→ Task brief:
Reproduce, unchanged, the stretch of lines below from the line containing "Where can you see the rocky" through the last line.

→ Listed entries:
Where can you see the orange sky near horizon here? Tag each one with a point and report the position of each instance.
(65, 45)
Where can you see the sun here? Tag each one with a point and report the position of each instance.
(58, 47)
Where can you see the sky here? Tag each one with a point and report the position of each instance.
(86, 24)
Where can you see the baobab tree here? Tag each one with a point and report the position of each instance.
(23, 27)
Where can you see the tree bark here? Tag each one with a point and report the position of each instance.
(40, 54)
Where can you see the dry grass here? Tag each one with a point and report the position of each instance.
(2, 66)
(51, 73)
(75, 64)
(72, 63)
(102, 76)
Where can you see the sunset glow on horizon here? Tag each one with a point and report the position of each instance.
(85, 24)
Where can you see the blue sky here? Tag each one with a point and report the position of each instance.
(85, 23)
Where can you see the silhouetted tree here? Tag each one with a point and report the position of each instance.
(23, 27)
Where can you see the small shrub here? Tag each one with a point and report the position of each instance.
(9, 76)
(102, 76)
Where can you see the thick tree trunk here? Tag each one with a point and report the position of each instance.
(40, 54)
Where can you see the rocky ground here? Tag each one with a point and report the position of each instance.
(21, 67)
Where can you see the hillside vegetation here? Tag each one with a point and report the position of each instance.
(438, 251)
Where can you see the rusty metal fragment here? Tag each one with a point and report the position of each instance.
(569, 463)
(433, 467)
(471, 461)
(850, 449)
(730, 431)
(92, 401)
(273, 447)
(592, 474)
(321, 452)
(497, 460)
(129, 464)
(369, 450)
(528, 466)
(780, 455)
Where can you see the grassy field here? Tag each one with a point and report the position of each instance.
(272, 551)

→ Task result:
Where can you see the rocky ground here? Tag each one with a point and report the position of each instance.
(21, 67)
Where can you see the hillside vegetation here? Tag each one with a point and report the position of each instance.
(438, 251)
Where can you see the rusty metal fragment here? Tag each one with a point and report the position of each instance.
(569, 463)
(433, 467)
(471, 461)
(850, 449)
(730, 431)
(92, 401)
(273, 447)
(592, 474)
(321, 452)
(497, 460)
(129, 464)
(369, 450)
(528, 466)
(780, 455)
Where can you see the grassy field here? Tag each one with a point and report the position of each instance.
(272, 551)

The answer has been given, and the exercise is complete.